## [Exercise]
Reproduce the data from the line containing "row: <item>horse's tail</item>" through the end of the data, requests included. Offset every coordinate in the answers by adding 52 to it, and leave all other numbers unchanged.

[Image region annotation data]
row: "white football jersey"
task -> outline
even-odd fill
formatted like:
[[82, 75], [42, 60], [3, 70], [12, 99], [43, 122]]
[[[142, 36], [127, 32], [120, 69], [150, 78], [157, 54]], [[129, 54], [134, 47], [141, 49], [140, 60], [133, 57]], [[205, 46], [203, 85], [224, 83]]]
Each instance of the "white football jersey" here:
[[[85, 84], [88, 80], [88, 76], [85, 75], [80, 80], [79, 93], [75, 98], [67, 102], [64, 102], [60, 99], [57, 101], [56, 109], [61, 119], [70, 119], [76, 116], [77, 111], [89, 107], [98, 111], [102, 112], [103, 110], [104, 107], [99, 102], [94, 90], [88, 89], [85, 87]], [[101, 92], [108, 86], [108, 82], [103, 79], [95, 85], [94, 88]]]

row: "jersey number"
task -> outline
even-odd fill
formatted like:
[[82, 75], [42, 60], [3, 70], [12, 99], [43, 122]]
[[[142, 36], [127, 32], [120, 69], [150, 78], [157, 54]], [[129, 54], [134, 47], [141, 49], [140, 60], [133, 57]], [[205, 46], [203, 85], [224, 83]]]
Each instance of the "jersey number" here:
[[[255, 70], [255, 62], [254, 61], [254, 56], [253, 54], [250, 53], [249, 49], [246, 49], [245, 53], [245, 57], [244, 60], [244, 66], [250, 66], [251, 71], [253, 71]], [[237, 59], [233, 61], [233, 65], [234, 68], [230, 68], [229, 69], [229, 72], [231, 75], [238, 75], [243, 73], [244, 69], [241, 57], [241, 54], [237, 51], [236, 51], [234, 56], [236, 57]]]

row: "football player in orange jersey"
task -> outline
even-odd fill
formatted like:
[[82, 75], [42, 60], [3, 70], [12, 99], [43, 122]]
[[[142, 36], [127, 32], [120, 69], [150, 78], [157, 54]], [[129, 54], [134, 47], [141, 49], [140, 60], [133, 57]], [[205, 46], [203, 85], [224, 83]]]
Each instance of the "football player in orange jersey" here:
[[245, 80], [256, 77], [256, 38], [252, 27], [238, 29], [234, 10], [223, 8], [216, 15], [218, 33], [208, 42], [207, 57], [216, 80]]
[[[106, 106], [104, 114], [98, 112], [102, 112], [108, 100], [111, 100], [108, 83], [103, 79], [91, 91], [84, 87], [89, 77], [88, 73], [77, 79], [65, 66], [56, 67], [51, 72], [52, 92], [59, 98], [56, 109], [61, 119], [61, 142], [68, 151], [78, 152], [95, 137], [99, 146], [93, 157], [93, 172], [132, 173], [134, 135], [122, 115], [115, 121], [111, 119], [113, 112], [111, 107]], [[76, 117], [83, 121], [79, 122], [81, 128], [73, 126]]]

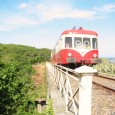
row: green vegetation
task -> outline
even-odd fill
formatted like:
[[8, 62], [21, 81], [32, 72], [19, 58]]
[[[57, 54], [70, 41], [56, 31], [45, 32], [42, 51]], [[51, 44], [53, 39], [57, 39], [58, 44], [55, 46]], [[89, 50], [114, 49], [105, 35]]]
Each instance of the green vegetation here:
[[35, 115], [32, 64], [49, 61], [50, 52], [45, 48], [0, 44], [0, 114]]
[[111, 75], [115, 74], [115, 64], [111, 63], [106, 58], [103, 58], [102, 63], [95, 65], [94, 68], [97, 69], [98, 72], [101, 72], [101, 73], [107, 73]]

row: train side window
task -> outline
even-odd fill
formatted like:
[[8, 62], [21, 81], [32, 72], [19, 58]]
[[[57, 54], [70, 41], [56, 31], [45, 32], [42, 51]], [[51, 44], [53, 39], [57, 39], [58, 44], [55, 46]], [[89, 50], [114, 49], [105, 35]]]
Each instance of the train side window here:
[[72, 47], [72, 37], [65, 37], [65, 48]]
[[97, 49], [98, 46], [97, 46], [97, 38], [92, 38], [92, 48], [93, 49]]
[[74, 38], [74, 47], [78, 49], [82, 48], [82, 38], [81, 37]]
[[85, 49], [91, 48], [90, 38], [83, 38], [83, 47]]

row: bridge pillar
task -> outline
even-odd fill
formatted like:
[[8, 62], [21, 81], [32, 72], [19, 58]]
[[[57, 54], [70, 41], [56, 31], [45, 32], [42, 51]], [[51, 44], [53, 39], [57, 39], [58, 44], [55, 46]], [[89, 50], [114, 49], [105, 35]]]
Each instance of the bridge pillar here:
[[91, 115], [92, 76], [97, 70], [82, 66], [75, 71], [79, 75], [79, 115]]

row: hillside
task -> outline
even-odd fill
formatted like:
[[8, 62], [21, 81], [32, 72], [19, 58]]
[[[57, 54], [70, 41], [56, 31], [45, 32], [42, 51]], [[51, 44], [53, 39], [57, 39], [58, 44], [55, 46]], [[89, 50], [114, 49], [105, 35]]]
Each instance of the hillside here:
[[[45, 48], [0, 44], [0, 114], [33, 114], [34, 101], [38, 96], [34, 93], [41, 91], [37, 87], [38, 82], [45, 80], [38, 72], [39, 66], [36, 71], [35, 65], [49, 61], [50, 52]], [[43, 88], [41, 92], [44, 91]]]

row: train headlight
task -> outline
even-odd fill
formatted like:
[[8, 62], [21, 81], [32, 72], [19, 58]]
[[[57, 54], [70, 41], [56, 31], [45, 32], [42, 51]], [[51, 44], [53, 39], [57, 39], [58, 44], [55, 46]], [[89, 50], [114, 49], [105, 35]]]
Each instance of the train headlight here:
[[71, 57], [71, 56], [72, 56], [72, 54], [71, 54], [71, 53], [68, 53], [68, 56], [69, 56], [69, 57]]
[[97, 57], [97, 54], [93, 54], [93, 57]]

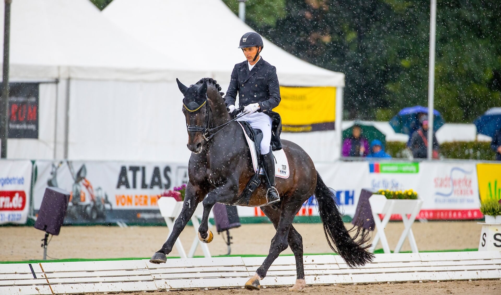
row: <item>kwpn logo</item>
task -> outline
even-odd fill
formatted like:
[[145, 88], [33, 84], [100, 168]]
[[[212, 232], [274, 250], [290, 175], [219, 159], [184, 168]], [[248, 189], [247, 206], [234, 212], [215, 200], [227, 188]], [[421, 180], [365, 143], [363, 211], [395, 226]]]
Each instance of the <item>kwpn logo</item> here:
[[448, 175], [435, 177], [433, 179], [435, 188], [446, 190], [446, 192], [436, 192], [435, 195], [441, 197], [450, 197], [452, 195], [456, 197], [473, 196], [473, 172], [454, 167], [450, 170]]
[[0, 191], [0, 210], [22, 211], [26, 206], [26, 194], [23, 191]]
[[417, 173], [419, 163], [379, 163], [369, 164], [371, 173]]

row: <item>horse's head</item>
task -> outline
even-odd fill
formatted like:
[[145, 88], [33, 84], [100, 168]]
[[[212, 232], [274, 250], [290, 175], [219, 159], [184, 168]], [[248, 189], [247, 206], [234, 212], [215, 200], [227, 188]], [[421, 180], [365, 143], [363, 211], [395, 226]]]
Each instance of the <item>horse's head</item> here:
[[183, 113], [188, 129], [188, 149], [198, 154], [202, 151], [203, 134], [209, 128], [210, 107], [207, 96], [207, 83], [195, 84], [187, 87], [178, 79], [177, 86], [184, 95]]

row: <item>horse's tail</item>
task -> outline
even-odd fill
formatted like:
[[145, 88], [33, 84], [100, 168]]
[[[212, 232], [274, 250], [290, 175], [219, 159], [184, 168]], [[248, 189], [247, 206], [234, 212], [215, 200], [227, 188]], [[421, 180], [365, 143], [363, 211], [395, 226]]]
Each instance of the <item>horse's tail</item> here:
[[[217, 89], [217, 91], [221, 91], [221, 86], [220, 86], [219, 85], [217, 84], [217, 81], [214, 80], [212, 78], [202, 78], [200, 79], [200, 81], [197, 82], [197, 83], [201, 84], [204, 82], [206, 83], [207, 85], [211, 85], [213, 86], [214, 87], [215, 87], [216, 89]], [[222, 96], [223, 95], [224, 95], [224, 92], [219, 92], [219, 94], [221, 94], [221, 96]]]
[[318, 203], [320, 218], [324, 225], [325, 237], [331, 248], [341, 255], [350, 267], [361, 266], [372, 261], [374, 255], [367, 251], [370, 245], [362, 245], [367, 242], [368, 237], [362, 237], [357, 242], [356, 239], [358, 236], [358, 231], [354, 237], [350, 236], [350, 231], [345, 227], [336, 204], [335, 196], [324, 183], [318, 172], [315, 195]]

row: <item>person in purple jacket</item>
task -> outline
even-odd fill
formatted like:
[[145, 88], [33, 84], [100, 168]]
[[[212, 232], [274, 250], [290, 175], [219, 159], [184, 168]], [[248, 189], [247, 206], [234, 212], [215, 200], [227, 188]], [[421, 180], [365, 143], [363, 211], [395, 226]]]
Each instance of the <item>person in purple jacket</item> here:
[[369, 155], [369, 141], [361, 134], [360, 125], [354, 125], [352, 135], [343, 142], [343, 157], [367, 157]]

## [Solution for this task]
row: <item>horse's tail</item>
task -> outline
even-odd fill
formatted like:
[[145, 88], [33, 84], [100, 168]]
[[[212, 232], [274, 250], [290, 175], [219, 159], [184, 168]], [[248, 189], [247, 206], [234, 212], [215, 200], [227, 188]], [[421, 180], [365, 143], [363, 211], [395, 226]]]
Each instance of the <item>horse's tail</item> here:
[[[269, 141], [269, 143], [273, 143], [273, 138], [272, 138], [271, 137], [269, 136], [269, 133], [266, 132], [264, 130], [254, 130], [252, 131], [252, 133], [249, 134], [249, 135], [253, 136], [256, 134], [258, 135], [259, 137], [263, 137], [265, 138], [266, 139], [267, 139], [268, 141]], [[274, 148], [275, 147], [276, 147], [276, 144], [271, 144], [271, 146], [273, 146], [273, 148]]]
[[370, 255], [372, 270], [376, 277], [377, 289], [383, 300], [393, 307], [402, 319], [413, 318], [424, 313], [426, 307], [419, 303], [422, 297], [414, 297], [419, 294], [420, 289], [414, 289], [409, 294], [408, 291], [410, 288], [410, 283], [406, 289], [402, 288], [402, 283], [397, 279], [388, 256], [387, 248], [376, 235], [370, 224], [367, 247]]

row: <item>person in purple jacket</item>
task -> outline
even-odd fill
formatted like:
[[145, 88], [33, 84], [100, 168]]
[[[212, 232], [274, 250], [290, 175], [219, 159], [184, 168]], [[248, 189], [247, 206], [234, 212], [215, 200], [227, 188]], [[421, 180], [365, 143], [363, 211], [395, 226]]]
Each instance of the <item>person in purple jacket</item> here:
[[421, 207], [421, 193], [413, 186], [412, 177], [406, 177], [404, 187], [395, 194], [395, 209], [419, 209]]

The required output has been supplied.